Problem 1 » In the BFS text below, why is the first visit to a node guaranteed to come by way of the shortest path? Answer in one to three sentences.
Problem 2 »
Does the BFS text below agree with each of these statements? Give yes or no for each and quote the deciding words from the text.
(a) BFS explores nodes in layers based on distance from a start node.
(b) At the start, dist[start] is set to 1.
(c) BFS can be used to check connectivity.
Problem 3 » Copy the passage of the BFS text below, starting at "BFS (Breadth-First Search)" and ending at "edge cost = 1)".

Supplied text »
'''

BFS on General Graphs

BFS (Breadth-First Search) is a graph traversal like DFS, but it explores nodes in layers based on distance from a start node.

BFS is like “visit everything 1 step away, then 2 steps away, then 3 steps away…”

What BFS is used for

BFS is the go-to tool for:

  • Shortest path in an unweighted graph (each edge cost = 1)
  • Minimum number of edges from a start node to all nodes
  • Checking connectivity / components

The key guarantee:

In an unweighted graph, BFS finds the shortest distance (fewest edges) from the start node to every reachable node.

Core idea: a queue + visited / distance

BFS uses a queue so nodes are processed in the same order they were discovered.

Maintain:

  • dist[v] = shortest number of edges from start to v (-1 means “not visited yet”)

Process:

  1. Put the start node in the queue, set dist[start] = 0

  2. Pop a node v

  3. For each neighbor to:

    • if it’s unvisited, set dist[to] = dist[v] + 1
    • push it into the queue

Because the queue processes earlier layers first, the first time you visit a node is guaranteed to be via the shortest path.

Implementation

Assume adjacency list:

int n;
vector<int> g[n];

BFS from a single source:

vector<int> dist(n, -1);
queue<int> q;

int s = 0;
dist[s] = 0;
q.push(s);

while (!q.empty()) {
    int v = q.front(); q.pop();
    for (int to : g[v]) {
        if (dist[to] != -1) continue;     // already visited
        dist[to] = dist[v] + 1;
        q.push(to);
    }
}

Now dist[v] is:

  • 0 for the start node
  • 1 for nodes one edge away
  • 2 for nodes two edges away
  • etc.

'''

Data section »
'''

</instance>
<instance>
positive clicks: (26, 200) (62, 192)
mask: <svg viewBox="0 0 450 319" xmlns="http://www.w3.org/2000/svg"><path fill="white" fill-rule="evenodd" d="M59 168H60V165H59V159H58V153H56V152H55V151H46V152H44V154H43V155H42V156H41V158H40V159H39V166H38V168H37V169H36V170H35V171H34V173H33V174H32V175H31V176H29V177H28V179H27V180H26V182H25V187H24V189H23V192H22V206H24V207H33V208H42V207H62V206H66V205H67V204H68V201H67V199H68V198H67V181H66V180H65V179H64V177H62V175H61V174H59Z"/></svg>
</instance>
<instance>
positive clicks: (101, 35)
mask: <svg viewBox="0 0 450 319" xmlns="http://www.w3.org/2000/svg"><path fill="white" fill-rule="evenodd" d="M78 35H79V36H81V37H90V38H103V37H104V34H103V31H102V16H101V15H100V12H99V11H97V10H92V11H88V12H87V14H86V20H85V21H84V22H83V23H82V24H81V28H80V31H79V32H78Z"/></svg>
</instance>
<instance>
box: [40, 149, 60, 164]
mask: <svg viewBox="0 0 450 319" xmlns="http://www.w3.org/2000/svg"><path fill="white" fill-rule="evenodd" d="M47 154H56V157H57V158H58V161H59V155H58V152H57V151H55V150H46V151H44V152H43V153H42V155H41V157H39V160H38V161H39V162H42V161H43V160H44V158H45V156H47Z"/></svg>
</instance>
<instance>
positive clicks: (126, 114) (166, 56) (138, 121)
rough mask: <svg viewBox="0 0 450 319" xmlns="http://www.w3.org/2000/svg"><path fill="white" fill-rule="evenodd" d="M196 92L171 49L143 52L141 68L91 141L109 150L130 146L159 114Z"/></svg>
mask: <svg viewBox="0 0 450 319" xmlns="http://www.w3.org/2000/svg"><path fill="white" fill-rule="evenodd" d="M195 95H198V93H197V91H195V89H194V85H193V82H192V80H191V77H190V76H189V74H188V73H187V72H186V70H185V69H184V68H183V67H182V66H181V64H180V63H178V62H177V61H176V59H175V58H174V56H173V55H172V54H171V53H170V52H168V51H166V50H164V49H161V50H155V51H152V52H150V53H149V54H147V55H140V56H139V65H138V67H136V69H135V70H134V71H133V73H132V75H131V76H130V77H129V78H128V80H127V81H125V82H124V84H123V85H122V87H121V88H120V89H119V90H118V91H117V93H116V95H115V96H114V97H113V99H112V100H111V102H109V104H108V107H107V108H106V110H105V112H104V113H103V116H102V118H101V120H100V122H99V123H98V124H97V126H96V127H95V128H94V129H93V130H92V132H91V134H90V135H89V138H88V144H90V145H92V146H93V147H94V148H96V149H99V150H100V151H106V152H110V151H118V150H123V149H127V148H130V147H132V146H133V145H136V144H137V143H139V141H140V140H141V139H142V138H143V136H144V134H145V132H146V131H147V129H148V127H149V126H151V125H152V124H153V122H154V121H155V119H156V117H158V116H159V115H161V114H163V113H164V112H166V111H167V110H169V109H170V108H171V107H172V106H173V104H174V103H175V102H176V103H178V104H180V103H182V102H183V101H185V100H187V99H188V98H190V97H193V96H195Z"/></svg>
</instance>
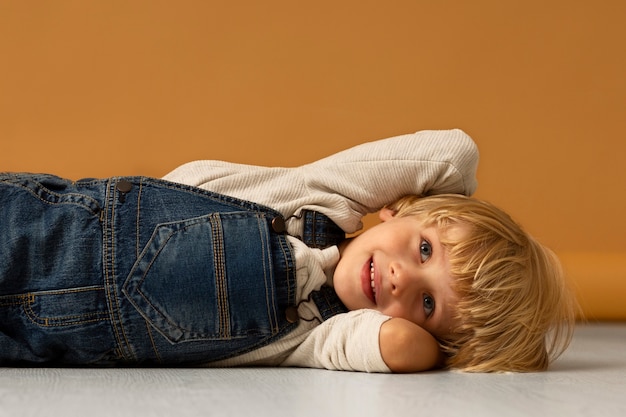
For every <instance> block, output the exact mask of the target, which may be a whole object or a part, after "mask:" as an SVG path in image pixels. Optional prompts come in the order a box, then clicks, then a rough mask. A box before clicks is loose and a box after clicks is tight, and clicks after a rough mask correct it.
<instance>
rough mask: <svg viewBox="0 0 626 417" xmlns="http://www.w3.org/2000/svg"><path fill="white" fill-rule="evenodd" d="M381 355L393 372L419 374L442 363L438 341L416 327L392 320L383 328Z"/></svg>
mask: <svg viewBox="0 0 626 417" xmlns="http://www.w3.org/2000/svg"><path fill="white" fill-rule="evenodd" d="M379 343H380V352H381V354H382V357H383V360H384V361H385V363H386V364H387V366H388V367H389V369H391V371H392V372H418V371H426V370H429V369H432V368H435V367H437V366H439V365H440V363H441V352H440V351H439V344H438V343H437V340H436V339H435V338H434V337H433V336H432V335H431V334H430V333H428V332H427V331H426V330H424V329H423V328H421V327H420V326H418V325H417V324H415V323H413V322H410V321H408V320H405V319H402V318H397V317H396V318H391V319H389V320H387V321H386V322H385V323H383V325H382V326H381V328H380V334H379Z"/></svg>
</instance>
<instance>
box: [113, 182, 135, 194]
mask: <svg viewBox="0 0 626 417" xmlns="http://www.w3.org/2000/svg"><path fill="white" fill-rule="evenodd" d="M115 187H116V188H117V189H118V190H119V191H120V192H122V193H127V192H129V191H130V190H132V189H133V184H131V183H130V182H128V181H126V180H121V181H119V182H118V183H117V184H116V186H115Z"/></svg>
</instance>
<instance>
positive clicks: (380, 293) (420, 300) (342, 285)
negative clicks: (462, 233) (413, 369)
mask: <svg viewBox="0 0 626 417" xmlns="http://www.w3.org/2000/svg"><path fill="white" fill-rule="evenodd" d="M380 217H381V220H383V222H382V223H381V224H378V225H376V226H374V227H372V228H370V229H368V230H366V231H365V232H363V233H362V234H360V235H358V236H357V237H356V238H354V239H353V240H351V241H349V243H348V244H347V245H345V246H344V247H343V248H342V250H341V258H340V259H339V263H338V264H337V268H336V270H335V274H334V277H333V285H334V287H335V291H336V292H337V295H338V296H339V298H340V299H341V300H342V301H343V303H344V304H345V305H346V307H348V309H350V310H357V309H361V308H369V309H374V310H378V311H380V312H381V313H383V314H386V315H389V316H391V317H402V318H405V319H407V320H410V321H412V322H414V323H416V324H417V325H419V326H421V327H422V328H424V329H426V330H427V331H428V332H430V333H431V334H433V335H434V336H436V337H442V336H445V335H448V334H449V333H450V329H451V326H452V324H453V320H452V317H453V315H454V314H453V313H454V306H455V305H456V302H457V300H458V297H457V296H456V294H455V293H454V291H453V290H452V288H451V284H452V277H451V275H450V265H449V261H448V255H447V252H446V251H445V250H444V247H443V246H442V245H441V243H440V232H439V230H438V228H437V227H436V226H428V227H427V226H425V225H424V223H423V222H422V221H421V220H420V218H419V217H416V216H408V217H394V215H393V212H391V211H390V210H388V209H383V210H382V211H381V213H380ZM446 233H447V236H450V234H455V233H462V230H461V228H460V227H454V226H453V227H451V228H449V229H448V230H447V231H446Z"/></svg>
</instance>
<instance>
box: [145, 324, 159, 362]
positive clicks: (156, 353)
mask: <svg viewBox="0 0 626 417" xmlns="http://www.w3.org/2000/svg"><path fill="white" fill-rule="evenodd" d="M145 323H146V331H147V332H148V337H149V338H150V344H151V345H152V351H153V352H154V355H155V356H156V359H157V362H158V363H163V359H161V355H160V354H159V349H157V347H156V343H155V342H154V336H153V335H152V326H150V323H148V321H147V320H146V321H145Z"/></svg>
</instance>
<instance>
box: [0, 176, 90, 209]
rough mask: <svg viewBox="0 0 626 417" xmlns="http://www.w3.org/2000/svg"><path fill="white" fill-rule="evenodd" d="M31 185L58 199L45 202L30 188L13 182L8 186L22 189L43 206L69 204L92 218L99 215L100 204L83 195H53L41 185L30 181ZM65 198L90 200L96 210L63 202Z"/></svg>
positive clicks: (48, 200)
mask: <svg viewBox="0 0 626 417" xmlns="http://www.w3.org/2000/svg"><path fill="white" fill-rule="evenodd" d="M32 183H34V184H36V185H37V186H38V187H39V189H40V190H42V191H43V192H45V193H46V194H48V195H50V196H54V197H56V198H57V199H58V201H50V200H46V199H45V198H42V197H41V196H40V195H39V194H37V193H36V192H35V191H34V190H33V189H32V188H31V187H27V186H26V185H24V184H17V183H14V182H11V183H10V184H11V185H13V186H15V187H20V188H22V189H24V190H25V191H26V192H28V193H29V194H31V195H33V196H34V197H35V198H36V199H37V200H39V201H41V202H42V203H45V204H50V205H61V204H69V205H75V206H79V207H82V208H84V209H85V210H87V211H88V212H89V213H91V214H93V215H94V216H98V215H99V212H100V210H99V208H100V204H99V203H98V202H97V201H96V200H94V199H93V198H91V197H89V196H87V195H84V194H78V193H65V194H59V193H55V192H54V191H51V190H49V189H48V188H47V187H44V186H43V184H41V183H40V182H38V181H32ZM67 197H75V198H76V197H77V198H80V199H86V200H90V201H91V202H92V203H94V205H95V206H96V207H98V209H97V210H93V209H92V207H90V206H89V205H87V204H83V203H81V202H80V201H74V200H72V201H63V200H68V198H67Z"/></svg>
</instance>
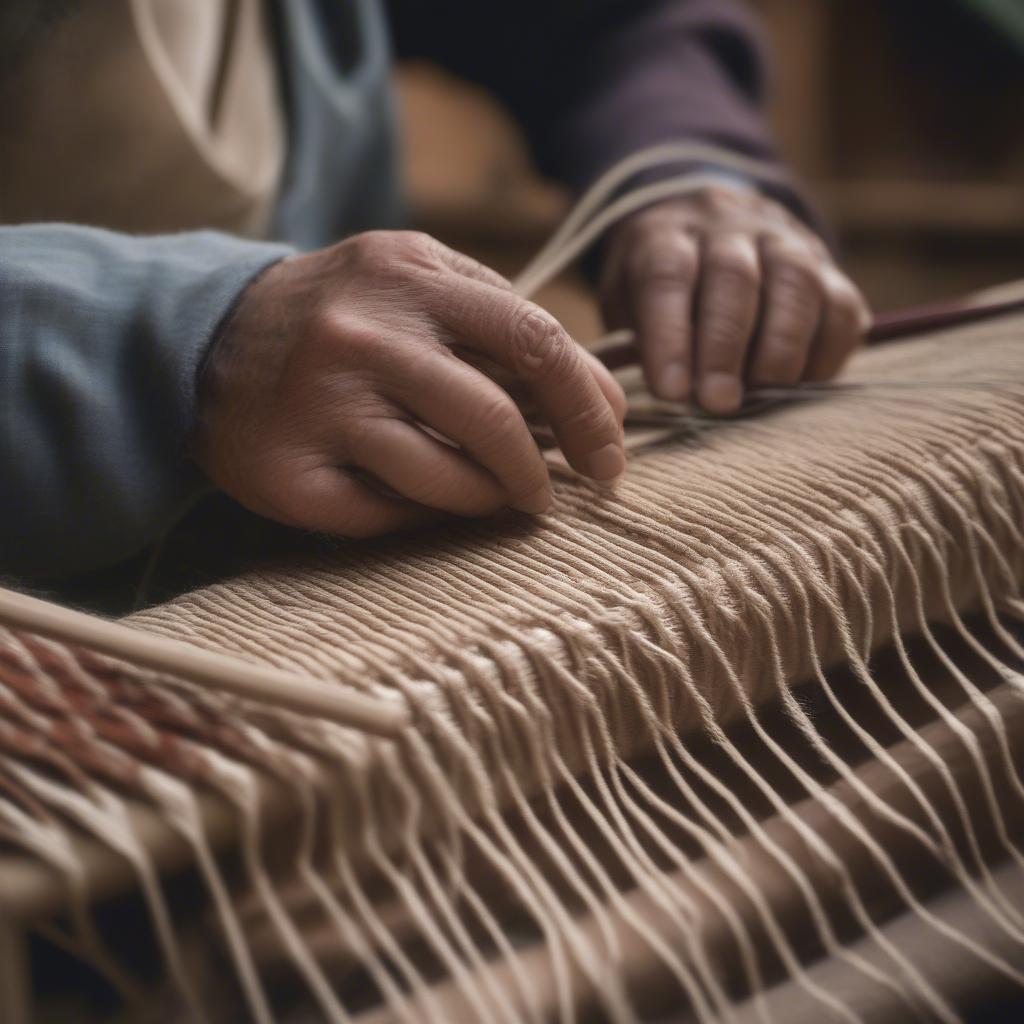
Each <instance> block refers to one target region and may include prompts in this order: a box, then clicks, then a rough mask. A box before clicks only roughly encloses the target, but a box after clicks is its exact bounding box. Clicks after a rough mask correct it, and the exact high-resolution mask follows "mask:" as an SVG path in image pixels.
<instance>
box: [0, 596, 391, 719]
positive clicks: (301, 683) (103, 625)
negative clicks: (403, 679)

'''

Written response 1 » BFS uses a queue, so nodes are processed in the same order they were discovered and earlier layers are handled first. Because of that, the first time a node is visited is guaranteed to be by the shortest path.

Written response 2 »
(a) Yes: "it explores nodes in layers based on distance from a start node"
(b) No: "Put the start node in the queue, set dist[start] = 0"
(c) Yes: "Checking connectivity / components"

Written response 3 »
BFS (Breadth-First Search) is a graph traversal like DFS, but it explores nodes in layers based on distance from a start node.

BFS is like “visit everything 1 step away, then 2 steps away, then 3 steps away…”

What BFS is used for

BFS is the go-to tool for:

  • Shortest path in an unweighted graph (each edge cost = 1)